● **ЗАДАНИЕ**
Продолжите беседу о передаче Исаакиевского собора Церкви, начиная сразу после последней приведенной реплики.

● **ИСХОДНЫЙ ДОКУМЕНТ**

Это последняя капля весом в четыре тысячи тонн

Яков Кротов: Есть такие, и многие действительно возражают. Епископ Григорий Михнов-Войтенко сказал, что лучше…

Юрий Самодуров: А какой Церкви он епископ?

Яков Кротов: Он был в Московской патриархии, а сейчас не в Московской патриархии.

Юрий Самодуров: Поэтому он и говорит так.

Ярослав Терновский: Тем не менее, по многим вопросам полемика идет внутри Церкви. Меняется институт по связям с обществом РПЦ, пришли новые люди.

Юрий Самодуров: А что изменилось с уходом Чаплина?

Ярослав Терновский: Да многое изменилось: подходы, структура.

Юрий Самодуров: Подходы не изменились. Может быть, они стали чуть более вежливыми...

Церковь – это не здание, а живой организм, и в Церкви тоже существуют дискуссии, идет полемика

Ярослав Терновский: Но главное, что это живой организм. Нельзя Церковь представлять как нечто государственное. У них там внутри постоянно идет полемика.

Юрий Самодуров: Но вы слышали хоть одно возражение против передачи Исаакия Церкви со стороны священников?

Яков Кротов: Священники подневольны. Но это проблема Московской патриархии и не повод отбирать Елоховский собор или что-то еще.

Юрий Самодуров: А кто предлагает отбирать?

Яков Кротов: Из кремлевских соборов, по крайней мере, два принадлежали Церкви, это были патриаршие соборы.

Юрий Самодуров: Да, но сейчас они – музеи.

Давайте проведем референдум, кому отдать Исаакиевский собор

Яков Кротов: Но это все равно что у меня отберут кошелек и проголосуют референдумом, считать ли кошелек отца Якова государственной собственностью. Кстати, владыка Григорий Михнов-Войтенко, говоря, что христианину лучше уступить (и по-христиански я с ним согласен), одновременно сказал: давайте проведем референдум, кому отдать Исаакиевский собор.

Ярослав Терновский: У нас в России сейчас фактически невозможно провести референдум, если посмотреть закон о референдуме.

Юрий Самодуров: Представитель Ленинградской епархии в ответ на это предложение сказал: "Исаакий принадлежит нам по закону. Если мы будем проводить референдум по поводу того, как выполнять закон, мы разрушим право". Но он сказал спорную вещь относительно того, что Исаакий принадлежит Ленинградской епархии по закону.

[Сохраненные записи данных]
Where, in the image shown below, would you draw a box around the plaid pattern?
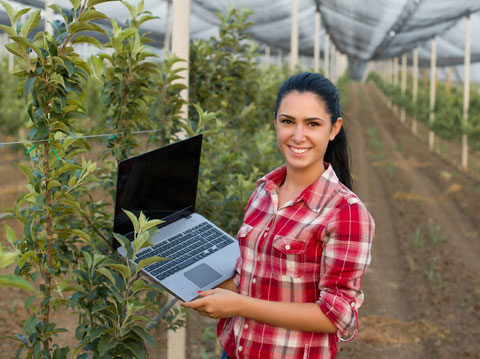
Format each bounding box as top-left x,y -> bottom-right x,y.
217,163 -> 375,359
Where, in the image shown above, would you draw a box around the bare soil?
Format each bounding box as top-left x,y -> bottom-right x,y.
339,84 -> 480,359
0,84 -> 480,359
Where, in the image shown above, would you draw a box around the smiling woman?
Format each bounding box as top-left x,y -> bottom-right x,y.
184,73 -> 375,359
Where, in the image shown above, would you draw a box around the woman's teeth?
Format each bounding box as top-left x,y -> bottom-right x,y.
290,147 -> 308,153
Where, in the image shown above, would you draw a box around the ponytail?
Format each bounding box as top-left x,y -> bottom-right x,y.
274,72 -> 352,190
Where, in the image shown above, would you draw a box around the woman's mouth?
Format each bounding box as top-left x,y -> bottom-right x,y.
288,146 -> 310,155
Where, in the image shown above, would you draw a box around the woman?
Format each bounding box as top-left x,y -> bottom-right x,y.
184,73 -> 375,359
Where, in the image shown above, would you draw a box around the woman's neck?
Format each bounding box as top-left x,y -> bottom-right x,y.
280,163 -> 325,191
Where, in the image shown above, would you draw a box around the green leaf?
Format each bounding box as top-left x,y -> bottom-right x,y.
18,251 -> 35,267
132,279 -> 152,293
98,335 -> 116,357
143,219 -> 164,231
23,316 -> 37,336
0,25 -> 17,37
48,4 -> 63,15
0,251 -> 18,268
5,224 -> 15,245
133,232 -> 152,254
105,263 -> 131,280
72,35 -> 103,49
71,228 -> 91,242
70,0 -> 81,11
47,180 -> 62,190
97,268 -> 115,285
20,10 -> 41,36
5,42 -> 26,57
14,7 -> 31,22
113,233 -> 133,259
135,256 -> 166,273
122,209 -> 140,233
0,0 -> 15,25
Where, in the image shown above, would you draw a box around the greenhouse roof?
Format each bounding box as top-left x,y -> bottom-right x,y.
0,0 -> 480,77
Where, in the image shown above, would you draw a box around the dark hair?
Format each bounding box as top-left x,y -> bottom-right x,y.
274,72 -> 352,189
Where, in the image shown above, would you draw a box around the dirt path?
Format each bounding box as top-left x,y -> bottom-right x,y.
339,84 -> 480,359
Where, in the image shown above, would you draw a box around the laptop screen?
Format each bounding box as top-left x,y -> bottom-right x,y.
113,135 -> 202,248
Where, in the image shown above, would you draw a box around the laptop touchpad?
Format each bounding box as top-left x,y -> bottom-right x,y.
184,263 -> 222,288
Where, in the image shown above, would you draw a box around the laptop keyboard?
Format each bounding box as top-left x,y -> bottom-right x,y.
135,222 -> 233,280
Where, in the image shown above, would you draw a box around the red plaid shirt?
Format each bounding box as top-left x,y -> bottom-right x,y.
217,163 -> 375,359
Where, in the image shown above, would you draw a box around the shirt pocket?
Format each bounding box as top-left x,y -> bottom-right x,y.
237,223 -> 253,240
272,235 -> 306,278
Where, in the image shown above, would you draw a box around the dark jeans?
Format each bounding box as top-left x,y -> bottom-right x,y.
221,350 -> 230,359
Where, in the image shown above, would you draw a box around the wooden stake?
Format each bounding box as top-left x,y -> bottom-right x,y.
323,34 -> 330,78
290,0 -> 298,73
313,10 -> 321,72
428,37 -> 437,151
412,48 -> 418,136
462,15 -> 471,171
400,54 -> 407,123
172,0 -> 190,124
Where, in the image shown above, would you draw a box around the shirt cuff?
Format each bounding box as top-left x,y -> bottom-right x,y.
233,257 -> 242,290
316,290 -> 358,342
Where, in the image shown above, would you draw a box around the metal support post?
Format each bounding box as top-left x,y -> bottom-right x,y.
462,15 -> 471,171
313,9 -> 321,72
428,37 -> 437,150
290,0 -> 298,72
323,34 -> 330,78
172,0 -> 190,124
412,48 -> 418,136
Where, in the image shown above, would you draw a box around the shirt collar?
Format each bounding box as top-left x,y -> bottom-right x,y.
257,162 -> 339,212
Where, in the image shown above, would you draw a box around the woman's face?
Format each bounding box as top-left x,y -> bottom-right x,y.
275,92 -> 342,175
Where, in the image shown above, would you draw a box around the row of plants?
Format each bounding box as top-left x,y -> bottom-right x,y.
0,0 -> 286,358
369,73 -> 480,150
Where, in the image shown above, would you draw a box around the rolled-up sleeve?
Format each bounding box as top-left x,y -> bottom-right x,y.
317,202 -> 375,341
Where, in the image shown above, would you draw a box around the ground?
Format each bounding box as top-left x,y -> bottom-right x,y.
0,83 -> 480,359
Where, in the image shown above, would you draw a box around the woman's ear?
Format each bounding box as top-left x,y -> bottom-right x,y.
329,117 -> 343,141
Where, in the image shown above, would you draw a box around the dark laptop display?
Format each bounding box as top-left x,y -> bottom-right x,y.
113,135 -> 202,249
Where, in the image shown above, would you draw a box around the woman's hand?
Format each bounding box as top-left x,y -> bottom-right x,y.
182,288 -> 243,319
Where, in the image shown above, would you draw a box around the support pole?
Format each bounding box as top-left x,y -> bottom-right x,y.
45,0 -> 53,35
290,0 -> 298,73
323,34 -> 330,78
263,46 -> 270,67
172,0 -> 190,124
428,37 -> 437,151
330,41 -> 337,84
412,48 -> 418,136
313,8 -> 321,72
462,15 -> 471,171
400,54 -> 407,123
163,0 -> 172,51
445,66 -> 452,96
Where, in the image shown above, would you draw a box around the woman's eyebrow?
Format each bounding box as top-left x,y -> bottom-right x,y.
278,113 -> 325,122
303,117 -> 325,122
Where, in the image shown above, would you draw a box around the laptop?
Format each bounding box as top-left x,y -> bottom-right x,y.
113,135 -> 240,301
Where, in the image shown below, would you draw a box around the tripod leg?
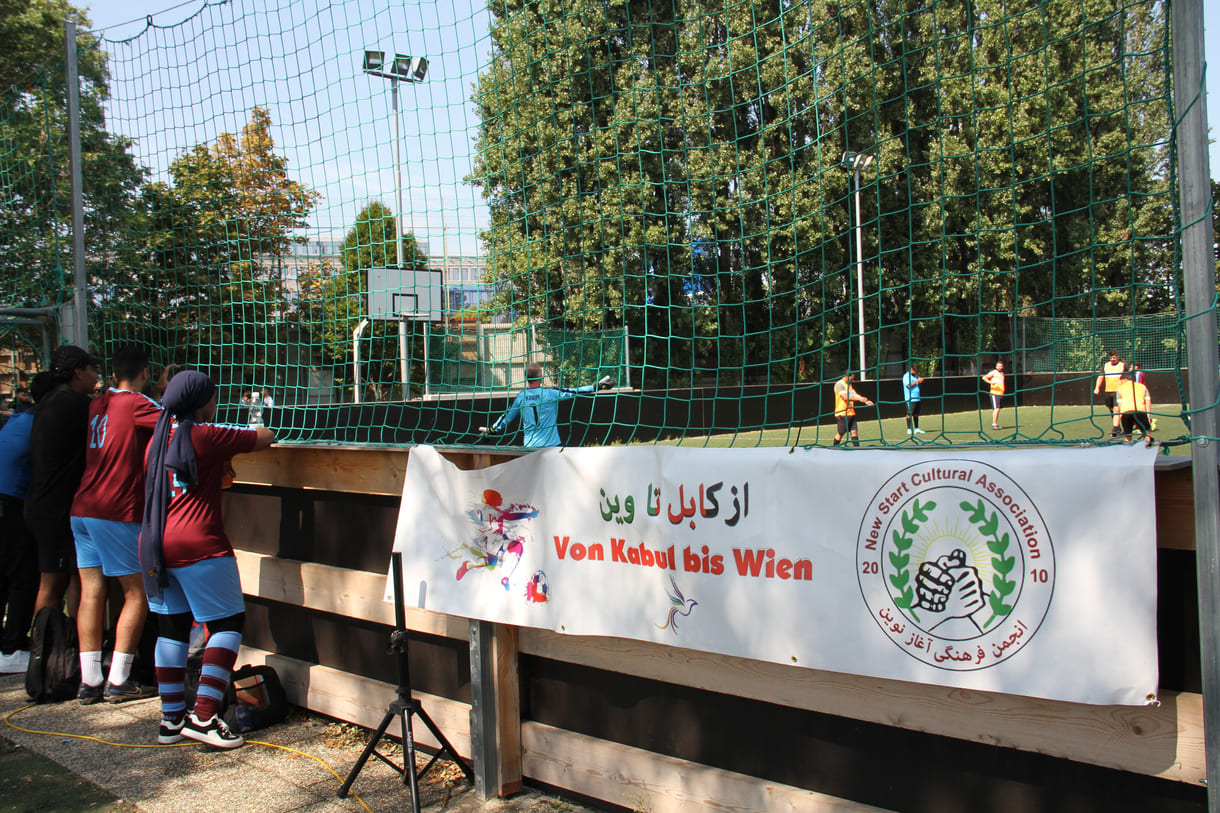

● **ОТВЕТ НА ЗАДАНИЕ**
Ярослав Терновский: Мы сейчас разговариваем о церковном имуществе, и если не брать Исаакий сам по себе и его значение, вы согласны, что церковное имущество должно быть возвращено. Я готовь идти и дальше, я считаю, что вообще все имущество, отобранное в свое время, должно быть возвращено, несмотря ни на какие сроки.

Юрий Самодуров: Но Церковь ни разу не выступила за это!

Все имущество, которое было незаконно изъято у собственников, должно быть возвращено!

Ярослав Терновский: Это крайне важный вопрос для нашего общества, и мы должны в нем идти до конца. Мы начали с церковного имущества, и, в конце концов, все имущество, которое было незаконно изъято у собственников, должно быть возвращено!

Юрий Самодуров: Этого у нас не будет, потому что наш политико-экономический режим устроен на других основаниях.

Ярослав Терновский: А я уверен, что это обязательно когда-нибудь произойдет!

Яков Кротов: А это вообще должно быть или нет?

Юрий Самодуров: Я думаю, что должно. Но в нашей стране это невозможно.

Ярослав Терновский: Да, мы будем об этом молиться.

Яков Кротов: Начнем с Путиловского завода…

Ярослав Терновский: Почему нет?.. Я считаю, что мы все должны вернуть. Историческая справедливость должна быть восстановлена. РПЦ идет в авангарде процесса возвращения церковной собственности, она добилась этого, и ей за это можно сказать большое спасибо!

Юрий Самодуров: Она не идет в авангарде. Государство считает, что имущество нужно возвратить РПЦ и больше никому.

Ярослав Терновский: Но уже хорошо, что мы сошли с мертвой точки!

Яков Кротов: За последние годы Русской православной церкви Московского патриархата передан ряд католических церквей – в Кенигсберге, под Кенигсбергом. Католическая церковь высказывала недоумение в связи с этим?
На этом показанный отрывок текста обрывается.